[[ Extracted text, beginning ]]

GFS tank with Aluminium Dome Roof
The vertical seams of the lower shell were fitted and welded first by either Shielded Metal Arc Welding (SMAW) or Flux Cored Arc Welding (FCAW) and mechanised Submerged Arc Welding (SAW) for horizontal seams. The welding arrangement mounted on rails was constantly monitored by a supervisor. Mukesh Singh, Deputy Project Director, is glad that the mechanized welding process avoided human intervention and reduced the risk of electrocution and exposure to the welding fumes. Suitable welding PPEs like welding helmets, welding aprons, coverall for arms and legs, leather gloves, and face masks ensured the safety of the workers.
A cup lock scaffolding arrangement was used for the shell assembly, which was inspected by third-party-certified scaffolding inspectors and tagged. All workers had to pass the skill, height, and medical tests, and all the appointed welders were qualified in accordance with the ASME Section IX and API 650.

[[ Extracted text, end ]]
[[ Supplied data, beginning ]]

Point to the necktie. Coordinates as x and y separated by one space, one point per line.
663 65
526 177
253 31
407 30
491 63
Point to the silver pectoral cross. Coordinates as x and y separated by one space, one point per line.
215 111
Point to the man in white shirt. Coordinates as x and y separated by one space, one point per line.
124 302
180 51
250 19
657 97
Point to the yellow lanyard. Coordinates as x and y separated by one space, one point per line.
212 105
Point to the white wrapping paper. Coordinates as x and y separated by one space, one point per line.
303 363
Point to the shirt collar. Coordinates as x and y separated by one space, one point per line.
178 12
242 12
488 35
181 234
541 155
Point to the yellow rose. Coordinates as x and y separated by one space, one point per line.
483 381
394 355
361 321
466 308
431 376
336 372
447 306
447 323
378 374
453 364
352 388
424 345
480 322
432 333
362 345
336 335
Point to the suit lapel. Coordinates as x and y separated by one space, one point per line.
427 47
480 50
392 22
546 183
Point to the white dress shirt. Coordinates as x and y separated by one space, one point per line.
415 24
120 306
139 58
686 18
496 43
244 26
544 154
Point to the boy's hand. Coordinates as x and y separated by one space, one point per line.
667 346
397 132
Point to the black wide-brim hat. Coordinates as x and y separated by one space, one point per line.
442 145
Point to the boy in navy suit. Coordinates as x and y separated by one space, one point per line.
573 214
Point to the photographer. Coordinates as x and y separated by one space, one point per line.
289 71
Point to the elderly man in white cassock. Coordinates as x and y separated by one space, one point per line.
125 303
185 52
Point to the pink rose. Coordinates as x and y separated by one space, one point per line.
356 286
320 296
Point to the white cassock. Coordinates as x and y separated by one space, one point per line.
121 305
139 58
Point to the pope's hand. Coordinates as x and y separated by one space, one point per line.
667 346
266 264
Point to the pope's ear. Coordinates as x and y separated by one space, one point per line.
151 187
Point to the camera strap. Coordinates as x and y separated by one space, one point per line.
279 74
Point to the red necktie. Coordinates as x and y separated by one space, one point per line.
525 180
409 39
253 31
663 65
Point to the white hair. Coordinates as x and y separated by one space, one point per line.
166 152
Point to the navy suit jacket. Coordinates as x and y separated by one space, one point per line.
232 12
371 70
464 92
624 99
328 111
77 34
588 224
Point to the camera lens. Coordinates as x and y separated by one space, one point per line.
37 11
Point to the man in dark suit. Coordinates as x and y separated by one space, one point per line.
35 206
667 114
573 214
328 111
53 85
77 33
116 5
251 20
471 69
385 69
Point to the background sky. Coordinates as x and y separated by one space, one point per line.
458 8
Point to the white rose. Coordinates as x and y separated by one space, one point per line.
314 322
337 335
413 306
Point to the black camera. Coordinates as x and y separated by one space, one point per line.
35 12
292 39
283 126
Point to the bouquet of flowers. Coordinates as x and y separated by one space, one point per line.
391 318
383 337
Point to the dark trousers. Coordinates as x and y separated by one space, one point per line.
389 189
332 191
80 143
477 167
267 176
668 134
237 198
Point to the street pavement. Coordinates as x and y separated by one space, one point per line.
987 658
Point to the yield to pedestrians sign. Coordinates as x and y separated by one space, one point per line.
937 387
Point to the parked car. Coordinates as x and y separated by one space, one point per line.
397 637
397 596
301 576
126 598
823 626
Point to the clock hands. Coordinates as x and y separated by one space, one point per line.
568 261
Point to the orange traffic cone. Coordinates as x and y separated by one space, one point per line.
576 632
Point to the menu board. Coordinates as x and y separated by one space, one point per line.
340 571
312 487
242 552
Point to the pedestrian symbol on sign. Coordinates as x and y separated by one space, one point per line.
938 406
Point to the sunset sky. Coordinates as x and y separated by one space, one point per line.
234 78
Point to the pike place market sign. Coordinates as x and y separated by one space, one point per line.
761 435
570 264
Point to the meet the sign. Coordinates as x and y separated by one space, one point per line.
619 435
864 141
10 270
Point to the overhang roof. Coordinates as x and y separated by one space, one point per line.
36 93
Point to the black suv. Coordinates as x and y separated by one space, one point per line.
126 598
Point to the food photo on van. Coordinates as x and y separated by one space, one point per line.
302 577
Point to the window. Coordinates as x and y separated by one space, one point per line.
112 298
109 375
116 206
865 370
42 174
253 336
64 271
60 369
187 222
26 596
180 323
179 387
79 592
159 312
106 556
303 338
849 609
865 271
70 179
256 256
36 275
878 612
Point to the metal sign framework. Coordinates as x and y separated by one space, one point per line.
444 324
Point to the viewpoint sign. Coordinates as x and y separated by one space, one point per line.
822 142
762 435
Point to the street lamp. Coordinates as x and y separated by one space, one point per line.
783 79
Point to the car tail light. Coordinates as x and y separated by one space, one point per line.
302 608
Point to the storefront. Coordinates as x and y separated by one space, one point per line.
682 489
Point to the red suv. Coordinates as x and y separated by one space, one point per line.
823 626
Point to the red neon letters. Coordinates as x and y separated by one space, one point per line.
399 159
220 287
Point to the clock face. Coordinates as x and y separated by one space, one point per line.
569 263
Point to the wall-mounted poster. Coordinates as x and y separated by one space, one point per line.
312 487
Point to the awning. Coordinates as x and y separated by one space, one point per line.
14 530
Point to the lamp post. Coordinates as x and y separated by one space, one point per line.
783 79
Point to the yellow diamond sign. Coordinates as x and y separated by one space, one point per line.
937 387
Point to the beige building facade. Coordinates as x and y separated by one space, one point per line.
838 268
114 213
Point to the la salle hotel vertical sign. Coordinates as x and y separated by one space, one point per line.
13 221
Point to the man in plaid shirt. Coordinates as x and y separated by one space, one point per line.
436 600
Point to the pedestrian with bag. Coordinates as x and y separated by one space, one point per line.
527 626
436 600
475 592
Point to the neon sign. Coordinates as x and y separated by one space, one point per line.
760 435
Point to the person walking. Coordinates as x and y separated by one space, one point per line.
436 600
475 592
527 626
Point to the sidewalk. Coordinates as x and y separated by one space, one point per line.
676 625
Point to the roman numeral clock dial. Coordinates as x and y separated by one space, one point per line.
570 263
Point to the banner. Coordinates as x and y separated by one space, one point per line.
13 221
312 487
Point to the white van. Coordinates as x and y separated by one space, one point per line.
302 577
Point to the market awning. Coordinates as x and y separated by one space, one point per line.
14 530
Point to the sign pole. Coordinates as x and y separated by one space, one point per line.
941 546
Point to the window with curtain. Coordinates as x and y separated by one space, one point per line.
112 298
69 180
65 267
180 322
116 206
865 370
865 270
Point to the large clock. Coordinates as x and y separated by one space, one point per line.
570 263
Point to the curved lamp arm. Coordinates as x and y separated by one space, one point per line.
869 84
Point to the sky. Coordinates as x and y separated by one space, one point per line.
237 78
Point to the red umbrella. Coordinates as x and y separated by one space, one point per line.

[[ Supplied data, end ]]

In the tank construction text, which welding process was used for the horizontal seams?

# Response
Mechanised Submerged Arc Welding (SAW)